Die britische Punk-Szene der späten Siebziger und frühen Achtziger zu durchblicken, ist kaum möglich, unzählige Bands tummelten sich damals auf diesem Feld und in den umliegenden Genres. Eine weitere, sonst wohl völlig in Vergessenheit geratene Band hat Damaged Goods Records aus London ausgegraben: CASE aus Croydon im Süden von London. In den paar Jahren von 1979 bis 1985 spielten sie zwar einige Konzerte in London und anderswo, brachten es auf zwei BBC-Radiosessions und ein paar Tracks auf Compilations, doch als „richtige“ Platte haben sie nur die „Wheat From The Chaff“-7“ vorzuweisen – eine recht magere Ausbeute. Zum Glück sind von der Band, deren Kern all die Jahre aus Sänger Matthew Newman, Gitarrist Robert Brook und Bassist Marc Adams bestand, aber einige Demo-Aufnahmen in sehr guter Qualität erhalten geblieben, und so gibt es nun die 19 Stücke umfassende Werkschau „Ain’t Gonna Dance! Recordings 1980-1985“ – und live aktiv sind CASE auch wieder (für Ende April ist sogar ein Konzert in Hamburg angekündigt), deren markantes Merkmal einst der oftmalige Saxophon/Bläser-Einsatz war, auch dem Spiel mit Ska-Elementen war man nicht abgeneigt. Und eine neue Platte soll dieses Jahr auch noch kommen.
Ohne euch zu nahe treten zu wollen: Bis zu dieser aktuellen Veröffentlichung hatte ich noch nie etwas von euch gehört. Und es erstaunt mich immer wieder, wie viele Bands es seinerzeit in England gab. Was war das für eine Zeit, in der ihr damals aktiv wart?

* Aufgabe A
Zitiere aus dem Text über die Band CASE den Abschnitt von „Ohne euch zu“ bis „damals aktiv wart?“.
* Aufgabe B
Aus welchem Ort stammt die Band CASE laut dem Text über sie?
* Aufgabe C
Setze bitte den Text über die Band CASE nach seinem letzten Satz fort.

* Zeilen
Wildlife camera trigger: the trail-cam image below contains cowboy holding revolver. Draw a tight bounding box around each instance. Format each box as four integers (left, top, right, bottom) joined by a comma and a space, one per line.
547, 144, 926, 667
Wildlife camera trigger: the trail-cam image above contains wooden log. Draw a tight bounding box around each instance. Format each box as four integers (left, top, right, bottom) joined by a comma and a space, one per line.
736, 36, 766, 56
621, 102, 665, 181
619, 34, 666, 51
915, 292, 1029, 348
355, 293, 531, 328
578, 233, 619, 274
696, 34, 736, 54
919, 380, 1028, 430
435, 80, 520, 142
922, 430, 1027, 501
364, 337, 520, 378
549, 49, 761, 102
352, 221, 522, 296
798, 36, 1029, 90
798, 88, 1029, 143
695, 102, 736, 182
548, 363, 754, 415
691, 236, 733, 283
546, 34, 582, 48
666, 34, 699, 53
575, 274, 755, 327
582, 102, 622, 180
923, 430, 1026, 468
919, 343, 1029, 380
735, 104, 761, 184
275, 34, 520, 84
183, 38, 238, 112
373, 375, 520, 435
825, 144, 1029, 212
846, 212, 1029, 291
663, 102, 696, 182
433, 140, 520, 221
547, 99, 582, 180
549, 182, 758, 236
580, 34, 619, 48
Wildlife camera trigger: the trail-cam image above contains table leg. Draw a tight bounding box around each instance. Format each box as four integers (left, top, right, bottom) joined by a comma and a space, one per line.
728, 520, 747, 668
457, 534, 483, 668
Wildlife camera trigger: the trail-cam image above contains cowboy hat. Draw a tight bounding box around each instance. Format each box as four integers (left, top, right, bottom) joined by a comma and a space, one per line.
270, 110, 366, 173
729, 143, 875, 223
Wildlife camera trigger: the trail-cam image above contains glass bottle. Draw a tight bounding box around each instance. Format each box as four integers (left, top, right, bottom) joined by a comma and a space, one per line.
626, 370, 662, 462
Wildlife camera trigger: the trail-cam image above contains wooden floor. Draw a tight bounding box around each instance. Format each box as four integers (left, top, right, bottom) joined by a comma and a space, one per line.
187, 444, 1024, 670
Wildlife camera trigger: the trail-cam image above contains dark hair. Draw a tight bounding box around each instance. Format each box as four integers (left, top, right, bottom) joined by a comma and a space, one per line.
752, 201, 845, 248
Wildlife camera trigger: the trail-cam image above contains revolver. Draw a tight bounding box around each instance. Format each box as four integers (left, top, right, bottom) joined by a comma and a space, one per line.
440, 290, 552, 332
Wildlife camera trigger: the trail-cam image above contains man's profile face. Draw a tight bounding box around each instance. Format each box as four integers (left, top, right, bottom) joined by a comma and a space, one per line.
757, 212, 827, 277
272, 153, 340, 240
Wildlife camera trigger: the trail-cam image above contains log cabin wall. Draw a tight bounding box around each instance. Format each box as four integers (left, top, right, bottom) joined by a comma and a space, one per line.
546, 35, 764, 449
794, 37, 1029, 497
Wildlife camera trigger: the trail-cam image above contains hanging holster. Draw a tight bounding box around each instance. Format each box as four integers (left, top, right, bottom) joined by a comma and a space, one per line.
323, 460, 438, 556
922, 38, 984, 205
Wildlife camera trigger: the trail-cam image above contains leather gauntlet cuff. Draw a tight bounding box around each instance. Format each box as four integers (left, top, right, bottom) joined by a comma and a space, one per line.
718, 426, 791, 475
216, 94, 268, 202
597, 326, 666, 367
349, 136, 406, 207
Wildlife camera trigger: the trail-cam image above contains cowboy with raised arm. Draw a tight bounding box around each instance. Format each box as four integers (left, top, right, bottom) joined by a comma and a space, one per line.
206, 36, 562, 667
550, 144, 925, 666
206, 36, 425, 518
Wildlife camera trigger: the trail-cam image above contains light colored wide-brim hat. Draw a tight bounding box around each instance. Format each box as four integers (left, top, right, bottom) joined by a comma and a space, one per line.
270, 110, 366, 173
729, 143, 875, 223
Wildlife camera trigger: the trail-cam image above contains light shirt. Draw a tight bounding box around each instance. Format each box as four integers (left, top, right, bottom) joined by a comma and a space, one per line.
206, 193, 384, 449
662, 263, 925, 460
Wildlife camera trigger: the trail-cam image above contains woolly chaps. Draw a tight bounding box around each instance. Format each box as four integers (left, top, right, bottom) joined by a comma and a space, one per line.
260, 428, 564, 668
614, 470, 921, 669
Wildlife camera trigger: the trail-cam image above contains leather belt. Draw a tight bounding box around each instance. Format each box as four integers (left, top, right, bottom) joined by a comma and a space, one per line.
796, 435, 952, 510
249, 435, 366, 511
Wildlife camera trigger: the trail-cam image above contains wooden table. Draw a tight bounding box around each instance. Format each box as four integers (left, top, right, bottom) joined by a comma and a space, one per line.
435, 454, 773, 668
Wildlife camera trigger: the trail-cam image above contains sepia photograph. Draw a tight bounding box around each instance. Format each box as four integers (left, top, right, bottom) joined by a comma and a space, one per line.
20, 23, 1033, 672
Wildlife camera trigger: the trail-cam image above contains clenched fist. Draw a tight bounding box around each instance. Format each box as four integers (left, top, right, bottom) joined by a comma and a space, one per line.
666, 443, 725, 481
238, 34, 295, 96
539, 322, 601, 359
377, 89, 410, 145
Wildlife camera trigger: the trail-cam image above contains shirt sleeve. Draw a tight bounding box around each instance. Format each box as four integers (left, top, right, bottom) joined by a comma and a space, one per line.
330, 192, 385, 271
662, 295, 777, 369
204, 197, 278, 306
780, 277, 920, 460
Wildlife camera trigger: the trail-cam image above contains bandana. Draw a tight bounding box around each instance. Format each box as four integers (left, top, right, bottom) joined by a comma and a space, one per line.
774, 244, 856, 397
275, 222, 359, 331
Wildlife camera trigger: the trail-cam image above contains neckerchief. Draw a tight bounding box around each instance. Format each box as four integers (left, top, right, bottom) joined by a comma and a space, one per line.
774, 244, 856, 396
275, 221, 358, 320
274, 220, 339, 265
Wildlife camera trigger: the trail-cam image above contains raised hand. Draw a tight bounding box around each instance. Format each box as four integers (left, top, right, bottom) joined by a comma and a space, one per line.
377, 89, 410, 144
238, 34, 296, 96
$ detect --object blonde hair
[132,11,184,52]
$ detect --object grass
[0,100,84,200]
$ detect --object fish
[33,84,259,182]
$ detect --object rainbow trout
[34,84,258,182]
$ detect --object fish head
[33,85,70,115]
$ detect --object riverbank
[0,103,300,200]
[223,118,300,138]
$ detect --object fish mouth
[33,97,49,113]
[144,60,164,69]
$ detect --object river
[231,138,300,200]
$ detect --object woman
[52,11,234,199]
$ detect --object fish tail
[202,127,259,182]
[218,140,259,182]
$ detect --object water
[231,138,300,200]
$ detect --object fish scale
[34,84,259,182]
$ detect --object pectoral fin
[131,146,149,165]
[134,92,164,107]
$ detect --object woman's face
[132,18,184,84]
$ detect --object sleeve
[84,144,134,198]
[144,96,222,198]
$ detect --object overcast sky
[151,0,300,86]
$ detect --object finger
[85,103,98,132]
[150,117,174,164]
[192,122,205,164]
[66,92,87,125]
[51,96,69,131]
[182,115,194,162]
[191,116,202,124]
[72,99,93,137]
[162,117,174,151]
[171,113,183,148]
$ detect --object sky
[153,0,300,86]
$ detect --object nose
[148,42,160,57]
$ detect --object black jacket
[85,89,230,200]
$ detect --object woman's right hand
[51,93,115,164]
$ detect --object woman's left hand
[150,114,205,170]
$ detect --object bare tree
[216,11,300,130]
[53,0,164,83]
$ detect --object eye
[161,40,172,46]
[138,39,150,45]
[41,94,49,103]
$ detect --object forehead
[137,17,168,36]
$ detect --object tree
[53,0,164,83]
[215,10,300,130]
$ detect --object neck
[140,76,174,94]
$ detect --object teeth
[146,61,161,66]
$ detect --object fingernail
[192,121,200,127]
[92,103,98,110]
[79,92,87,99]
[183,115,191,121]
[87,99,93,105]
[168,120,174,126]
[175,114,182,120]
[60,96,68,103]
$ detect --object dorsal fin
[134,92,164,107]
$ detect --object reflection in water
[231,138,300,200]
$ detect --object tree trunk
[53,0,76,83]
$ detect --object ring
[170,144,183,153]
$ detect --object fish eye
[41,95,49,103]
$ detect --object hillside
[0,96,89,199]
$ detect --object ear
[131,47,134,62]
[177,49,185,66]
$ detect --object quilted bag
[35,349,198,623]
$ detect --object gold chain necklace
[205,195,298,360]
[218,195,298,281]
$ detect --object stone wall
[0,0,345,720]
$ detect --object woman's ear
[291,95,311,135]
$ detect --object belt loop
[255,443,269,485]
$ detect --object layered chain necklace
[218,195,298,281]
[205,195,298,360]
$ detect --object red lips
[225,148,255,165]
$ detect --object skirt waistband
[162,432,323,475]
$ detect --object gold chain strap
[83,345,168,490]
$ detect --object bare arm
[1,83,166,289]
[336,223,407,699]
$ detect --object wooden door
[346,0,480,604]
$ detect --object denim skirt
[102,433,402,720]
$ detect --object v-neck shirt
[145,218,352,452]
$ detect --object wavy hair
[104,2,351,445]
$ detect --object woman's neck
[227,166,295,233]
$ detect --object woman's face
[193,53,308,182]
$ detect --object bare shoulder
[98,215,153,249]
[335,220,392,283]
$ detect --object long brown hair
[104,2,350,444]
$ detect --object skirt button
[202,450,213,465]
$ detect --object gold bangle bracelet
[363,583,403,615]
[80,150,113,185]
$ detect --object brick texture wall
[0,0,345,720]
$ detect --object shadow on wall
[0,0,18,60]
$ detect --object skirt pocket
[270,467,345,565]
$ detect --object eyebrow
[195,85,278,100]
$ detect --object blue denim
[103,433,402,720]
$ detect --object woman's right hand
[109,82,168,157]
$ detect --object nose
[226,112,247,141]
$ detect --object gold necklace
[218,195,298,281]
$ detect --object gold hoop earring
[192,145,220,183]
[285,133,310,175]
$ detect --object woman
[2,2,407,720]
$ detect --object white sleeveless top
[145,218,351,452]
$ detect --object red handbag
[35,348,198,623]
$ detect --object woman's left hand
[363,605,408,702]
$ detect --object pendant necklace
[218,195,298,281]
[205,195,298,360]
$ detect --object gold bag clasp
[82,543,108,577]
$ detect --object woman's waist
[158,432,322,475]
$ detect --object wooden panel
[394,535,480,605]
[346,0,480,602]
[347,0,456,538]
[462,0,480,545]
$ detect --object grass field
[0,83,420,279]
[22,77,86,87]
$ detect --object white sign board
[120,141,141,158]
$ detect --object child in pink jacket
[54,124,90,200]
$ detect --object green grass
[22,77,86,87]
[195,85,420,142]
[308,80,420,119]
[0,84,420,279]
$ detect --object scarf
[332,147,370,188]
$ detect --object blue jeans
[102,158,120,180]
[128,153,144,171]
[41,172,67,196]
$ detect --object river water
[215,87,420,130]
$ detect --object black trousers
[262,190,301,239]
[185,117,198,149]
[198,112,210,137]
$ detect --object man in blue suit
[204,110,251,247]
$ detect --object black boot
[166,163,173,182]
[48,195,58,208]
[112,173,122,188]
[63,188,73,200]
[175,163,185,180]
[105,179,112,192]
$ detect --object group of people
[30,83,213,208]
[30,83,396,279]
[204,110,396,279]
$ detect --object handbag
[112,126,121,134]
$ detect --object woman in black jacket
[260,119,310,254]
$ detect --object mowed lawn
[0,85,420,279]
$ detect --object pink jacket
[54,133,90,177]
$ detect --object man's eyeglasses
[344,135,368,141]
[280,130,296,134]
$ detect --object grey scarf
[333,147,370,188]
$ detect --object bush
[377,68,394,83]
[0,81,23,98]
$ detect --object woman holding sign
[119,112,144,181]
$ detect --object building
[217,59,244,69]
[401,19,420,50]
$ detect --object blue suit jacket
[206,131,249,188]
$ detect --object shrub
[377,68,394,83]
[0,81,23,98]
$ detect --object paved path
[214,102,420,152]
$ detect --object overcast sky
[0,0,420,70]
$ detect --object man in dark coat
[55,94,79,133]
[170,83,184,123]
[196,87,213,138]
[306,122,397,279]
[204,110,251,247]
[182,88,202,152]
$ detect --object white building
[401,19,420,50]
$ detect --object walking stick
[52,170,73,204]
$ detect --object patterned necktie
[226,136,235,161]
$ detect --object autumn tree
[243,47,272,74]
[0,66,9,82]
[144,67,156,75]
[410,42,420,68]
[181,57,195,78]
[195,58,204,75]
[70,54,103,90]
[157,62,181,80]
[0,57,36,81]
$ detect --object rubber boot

* Ergebnis A
Ohne euch zu nahe treten zu wollen: Bis zu dieser aktuellen Veröffentlichung hatte ich noch nie etwas von euch gehört. Und es erstaunt mich immer wieder, wie viele Bands es seinerzeit in England gab. Was war das für eine Zeit, in der ihr damals aktiv wart?

* Ergebnis B
Aus Croydon im Süden von London.

* Ergebnis C
Robert: Kein Wunder, dass du uns bislang nicht kanntest, wir hatten damals ja auch nur eine 7“ veröffentlicht. 1979 war ich gerade mit der Schule fertig, die Reste der ersten Punk-Welle waren noch vorhanden, und es war eine coole Zeit, um in einer Band zu spielen. Unser Plan war, überall und für jeden zu spielen, an so vielen verschiedenen Orten für so viele verschiedene Menschen wie möglich. 1980 spielten wir dann regelmäßig im The Star Public House in West Croydon, wo einst in den Sechzigern auch Jimi Hendrix gespielt hatte. Dort existierte eine kleine, lebendige Szene, in der jeder selbst in einer Band zu spielen schien.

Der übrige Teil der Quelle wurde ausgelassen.